→ **Set task**: Transcribe the material below verbatim, omitting the image.

→ **Record excerpts**:

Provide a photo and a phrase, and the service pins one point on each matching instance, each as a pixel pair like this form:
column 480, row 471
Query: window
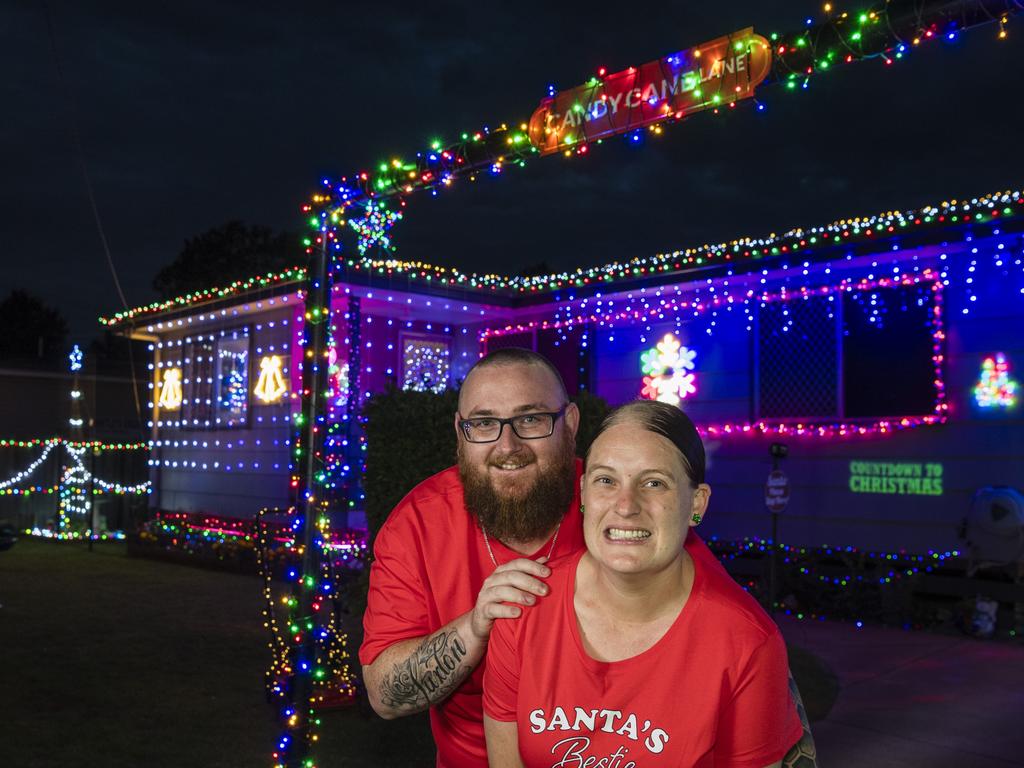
column 232, row 379
column 864, row 353
column 426, row 364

→ **Output of the exercise**:
Provide a photo and a phrase, and the service pins one point on each matching instance, each as a pixel pair like this form:
column 480, row 471
Query: window
column 232, row 379
column 864, row 353
column 426, row 364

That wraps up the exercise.